> Excerpt to read:
----------

English chemist, inventor, and defence adviser (1885–1959)

Sir Henry Thomas Tizard (23 August 1885 – 9 October 1959) was an English chemist, inventor and Rector of Imperial College, who developed the modern "octane rating" used to classify petrol, helped develop radar in World War II, and led the first serious studies of UFOs.

==Life==
Tizard was born in Gillingham, Kent in 1885, the only son of Thomas Henry Tizard (1839–1924), naval officer and hydrographer, and his wife, Mary Elizabeth Churchward. His ambition to join the navy was thwarted by poor eyesight, and he instead studied at Westminster School and Magdalen College, Oxford, where he concentrated on mathematics and chemistry, doing work on indicators and the motions of ions in gases. Tizard graduated in 1908 and at his tutor's suggestion, he spent time in Berlin, where he met and formed a close friendship with Frederick Alexander Lindemann, later an influential scientific advisor of Winston Churchill. In 1909, he became a researcher in the Davy–Faraday Laboratory of the Royal Institution, working on colour change indicators. In 1911, Tizard returned to Oxford as a tutorial fellow at Oriel College and to work as a demonstrator in the electrical laboratory. On 25 July 1942, Tizard was elected President of Magdalen College, Oxford. He resigned this position in 1946.

Tizard was married on 24 April 1915 to Kathleen Eleanor (died 1968), daughter of Arthur Prangley Wilson, a mining engineer. They had three sons: Sir (John) Peter Mills Tizard, who became a professor of paediatrics at the University of London and Regius Professor of Physic at Oxford (1916–1993); Richard Henry Tizard (1917–2005), an engineer and senior tutor at Churchill College, Cambridge; and David (born 1922), a general practitioner in London.

On the first of July 1914 Henry Tizard left UK on the SS Euripides. He was accompanied by New Zealander Sir Ernest Rutherford, and many other scientists including the German physicist Peter Pringsheim. They were travelling to Australia for the 84th annual meeting of the British Association for the Advancement of Science (B.A.A.S.) which spent about 6 to 8 weeks visiting the cities of Perth, Adelaide, Melbourne, Sydney, and Brisbane. Unfortunately a trip to New Zealand was cancelled when World War I broke out on 28 July 1914. Lectures were open to the public and were very popular.

There is an album of private photographs taken by Winifred van Praagh who was travelling first class on this voyage and it includes several photos of these scientists. The caption on one of the photos says "Admiralty tug 7th August 1914 announced by megaphone war declared and saying 'Germans had been wiped out on sea, land and in the air' great cheers from Euripides." The ship arrived in New Zealand on 15 September 1914, after a journey of 2.5 months. Peter Pringsheim was interred in Melborne until after the war in 1919.

----------

Entries from a dataset
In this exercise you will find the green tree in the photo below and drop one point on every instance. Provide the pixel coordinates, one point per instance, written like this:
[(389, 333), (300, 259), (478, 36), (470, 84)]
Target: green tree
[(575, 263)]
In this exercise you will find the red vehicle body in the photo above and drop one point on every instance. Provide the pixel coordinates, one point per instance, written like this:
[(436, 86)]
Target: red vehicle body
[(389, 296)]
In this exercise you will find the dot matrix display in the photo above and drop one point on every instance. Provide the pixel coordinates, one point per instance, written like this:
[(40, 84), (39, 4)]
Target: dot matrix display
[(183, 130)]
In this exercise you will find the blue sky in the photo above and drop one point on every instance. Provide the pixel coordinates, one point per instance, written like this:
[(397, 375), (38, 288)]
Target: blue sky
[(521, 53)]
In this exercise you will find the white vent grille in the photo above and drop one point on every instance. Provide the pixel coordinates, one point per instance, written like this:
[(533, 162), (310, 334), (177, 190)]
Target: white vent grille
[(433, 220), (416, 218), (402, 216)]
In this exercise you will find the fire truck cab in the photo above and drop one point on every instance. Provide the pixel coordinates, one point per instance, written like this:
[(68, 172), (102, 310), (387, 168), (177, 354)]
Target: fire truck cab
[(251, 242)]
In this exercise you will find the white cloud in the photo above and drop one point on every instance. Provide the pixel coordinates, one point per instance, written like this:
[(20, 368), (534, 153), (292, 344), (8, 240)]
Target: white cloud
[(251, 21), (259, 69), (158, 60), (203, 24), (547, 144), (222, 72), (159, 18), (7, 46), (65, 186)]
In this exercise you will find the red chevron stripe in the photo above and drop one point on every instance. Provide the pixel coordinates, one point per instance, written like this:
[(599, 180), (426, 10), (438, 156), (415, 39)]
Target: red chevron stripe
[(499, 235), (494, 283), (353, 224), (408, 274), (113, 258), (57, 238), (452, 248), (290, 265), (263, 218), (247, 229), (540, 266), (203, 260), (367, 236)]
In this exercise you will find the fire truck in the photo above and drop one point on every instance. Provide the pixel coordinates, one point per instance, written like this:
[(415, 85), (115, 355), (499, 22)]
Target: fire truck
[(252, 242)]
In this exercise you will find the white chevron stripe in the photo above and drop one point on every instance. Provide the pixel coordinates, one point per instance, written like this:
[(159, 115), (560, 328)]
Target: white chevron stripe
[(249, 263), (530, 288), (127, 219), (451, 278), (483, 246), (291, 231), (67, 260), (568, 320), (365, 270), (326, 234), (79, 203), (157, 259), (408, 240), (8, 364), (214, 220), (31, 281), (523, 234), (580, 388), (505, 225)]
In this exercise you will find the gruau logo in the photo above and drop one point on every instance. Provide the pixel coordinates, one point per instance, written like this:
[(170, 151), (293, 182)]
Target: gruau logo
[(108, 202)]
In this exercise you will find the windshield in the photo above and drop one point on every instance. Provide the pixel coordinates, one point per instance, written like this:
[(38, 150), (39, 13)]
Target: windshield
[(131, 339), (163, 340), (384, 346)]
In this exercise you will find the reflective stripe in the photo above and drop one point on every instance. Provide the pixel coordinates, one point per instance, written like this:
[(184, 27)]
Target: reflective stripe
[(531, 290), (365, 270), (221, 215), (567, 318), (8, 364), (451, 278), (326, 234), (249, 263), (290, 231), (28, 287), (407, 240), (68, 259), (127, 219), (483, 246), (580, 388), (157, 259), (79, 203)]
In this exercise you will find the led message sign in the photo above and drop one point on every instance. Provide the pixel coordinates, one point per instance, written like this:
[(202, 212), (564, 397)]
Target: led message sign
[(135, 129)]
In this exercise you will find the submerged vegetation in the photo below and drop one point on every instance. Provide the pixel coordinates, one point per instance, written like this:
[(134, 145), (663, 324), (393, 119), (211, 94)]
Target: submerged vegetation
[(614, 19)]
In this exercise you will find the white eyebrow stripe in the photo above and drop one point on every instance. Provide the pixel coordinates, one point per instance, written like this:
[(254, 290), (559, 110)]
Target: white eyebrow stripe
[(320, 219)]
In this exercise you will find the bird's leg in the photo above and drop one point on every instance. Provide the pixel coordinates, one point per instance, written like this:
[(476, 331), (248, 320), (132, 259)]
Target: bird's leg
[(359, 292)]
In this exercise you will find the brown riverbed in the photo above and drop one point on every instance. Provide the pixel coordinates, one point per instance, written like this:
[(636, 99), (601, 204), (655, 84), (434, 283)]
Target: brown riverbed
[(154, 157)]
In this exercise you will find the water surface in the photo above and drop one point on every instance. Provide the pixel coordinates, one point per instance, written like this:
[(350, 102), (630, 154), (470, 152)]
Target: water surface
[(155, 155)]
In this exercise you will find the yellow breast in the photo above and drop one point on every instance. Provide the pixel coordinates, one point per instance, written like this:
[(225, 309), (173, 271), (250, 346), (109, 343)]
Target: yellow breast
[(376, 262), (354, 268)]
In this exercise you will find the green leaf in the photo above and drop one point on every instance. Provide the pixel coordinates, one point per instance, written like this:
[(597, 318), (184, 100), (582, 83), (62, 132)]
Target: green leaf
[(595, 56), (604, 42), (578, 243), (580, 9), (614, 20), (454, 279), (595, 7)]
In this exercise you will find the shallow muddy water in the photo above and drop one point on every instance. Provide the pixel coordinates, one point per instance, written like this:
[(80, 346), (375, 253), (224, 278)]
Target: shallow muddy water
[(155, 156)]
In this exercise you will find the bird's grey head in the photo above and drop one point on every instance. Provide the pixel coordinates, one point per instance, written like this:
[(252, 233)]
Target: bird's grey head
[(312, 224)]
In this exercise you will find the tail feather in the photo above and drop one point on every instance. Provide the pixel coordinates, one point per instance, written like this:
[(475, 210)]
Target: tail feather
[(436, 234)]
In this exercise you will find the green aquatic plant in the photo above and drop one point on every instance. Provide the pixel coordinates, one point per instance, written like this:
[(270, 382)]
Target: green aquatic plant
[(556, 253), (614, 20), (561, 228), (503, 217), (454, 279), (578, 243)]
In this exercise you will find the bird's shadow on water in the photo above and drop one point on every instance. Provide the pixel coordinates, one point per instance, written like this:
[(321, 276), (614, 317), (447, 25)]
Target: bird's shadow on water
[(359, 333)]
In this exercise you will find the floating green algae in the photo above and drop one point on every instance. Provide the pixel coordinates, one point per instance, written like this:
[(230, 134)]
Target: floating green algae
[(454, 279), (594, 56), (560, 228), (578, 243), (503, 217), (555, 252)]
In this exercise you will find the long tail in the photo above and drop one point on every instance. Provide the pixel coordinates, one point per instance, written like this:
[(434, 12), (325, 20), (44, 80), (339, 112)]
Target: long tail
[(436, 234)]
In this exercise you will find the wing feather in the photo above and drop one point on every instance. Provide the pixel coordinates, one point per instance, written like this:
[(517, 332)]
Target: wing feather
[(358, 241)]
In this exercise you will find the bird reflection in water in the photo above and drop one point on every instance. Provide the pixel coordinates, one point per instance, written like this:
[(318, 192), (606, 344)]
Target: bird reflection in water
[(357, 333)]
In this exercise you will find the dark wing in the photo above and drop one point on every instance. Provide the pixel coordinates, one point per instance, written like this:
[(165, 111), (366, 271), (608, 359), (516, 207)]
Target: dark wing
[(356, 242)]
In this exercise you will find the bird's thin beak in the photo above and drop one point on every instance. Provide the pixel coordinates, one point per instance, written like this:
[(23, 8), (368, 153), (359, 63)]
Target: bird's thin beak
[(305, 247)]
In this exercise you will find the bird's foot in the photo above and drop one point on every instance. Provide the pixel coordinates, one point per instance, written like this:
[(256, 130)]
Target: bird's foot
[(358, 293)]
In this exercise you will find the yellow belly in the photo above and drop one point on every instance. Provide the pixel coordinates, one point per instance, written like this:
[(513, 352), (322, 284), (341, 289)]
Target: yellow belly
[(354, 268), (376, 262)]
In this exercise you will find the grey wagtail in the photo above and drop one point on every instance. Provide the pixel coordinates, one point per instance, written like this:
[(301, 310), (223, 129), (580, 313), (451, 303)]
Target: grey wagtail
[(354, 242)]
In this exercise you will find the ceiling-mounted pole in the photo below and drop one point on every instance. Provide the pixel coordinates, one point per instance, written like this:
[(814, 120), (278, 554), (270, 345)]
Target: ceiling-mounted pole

----------

Continue the Henry Tizard biography above, starting right after its final sentence.

> Exercise response:
==Career==
===First World War===
"The secret of science", Tizard once said, "is to ask the right question, and it is the choice of problem more than anything else that marks the man of genius in the scientific world". His chosen problem became aeronautics. At the outbreak of World War I, he was commissioned as a second lieutenant into the Royal Garrison Artillery on 17 October 1914, in which his training methods were famously bizarre. He later transferred to the Royal Flying Corps, where he became an experimental equipment officer and learned to fly planes after his eyesight improved. He acted as his own test pilot for making aerodynamic observations. When his superior Bertram Hopkinson was moved to the Ministry of Munitions, Tizard went with him. When Hopkinson died in 1918, Tizard took over his post. Tizard served in the Royal Air Force from 1918 to 1919, ending the war at the rank of temporary lieutenant colonel

===Interwar period===
After the end of the war, he was made Reader in Chemical Thermodynamics at Oxford University, where he experimented in the composition of fuel trying to find compounds which were resistant to freezing and less volatile, devising the concept of "toluene numbers", now referred to as octane ratings. After that work (largely for Shell), he took up again a government post in 1920 as Assistant Secretary to the Department of Scientific and Industrial Research. His successes in that post (and after promotion to permanent secretary on 1 June 1927) included the establishment of the post of the Chemical Research Laboratory in Teddington, the appointment of Harry Wimperis as Director of Scientific Research to the Air Force and finally the decision to leave to become the President and Rector of Imperial College London in 1929, a position he held until 1942, when he was elected President of Magdalen College, Oxford.

In 1935, the development of radar in the United Kingdom was started by Tizard's Aeronautical Research Committee (and Committee for the Scientific Survey of Air Defence, which he chaired since 1933) doing the first experimental work at Orfordness, near Ipswich, before moving to the nearby Bawdsey Research Station (BRS) in 1936. In 1938, Tizard persuaded Mark Oliphant at Birmingham University to drop some of his nuclear research and concentrate on development of an improved source of short-wave radiation. This led to the invention by John Turton Randall and Harry Boot of the cavity magnetron, a major advance in radar technology, which in turn provided the basis for airborne interceptors using radar.

===Second World War===
In September 1940, after a top-secret landmark conference with Winston Churchill—at which his opposition to R.V. Jones' view that the Germans had established a system of radio-beam bombing aids (Battle of the Beams) over the UK had been overruled—Tizard led what became known as the Tizard Mission to the United States. This introduced to the US—among other things—the newly invented resonant-cavity magnetron (and other British radar developments), the Whittle gas turbine, and the British Tube Alloys (nuclear weapons) project.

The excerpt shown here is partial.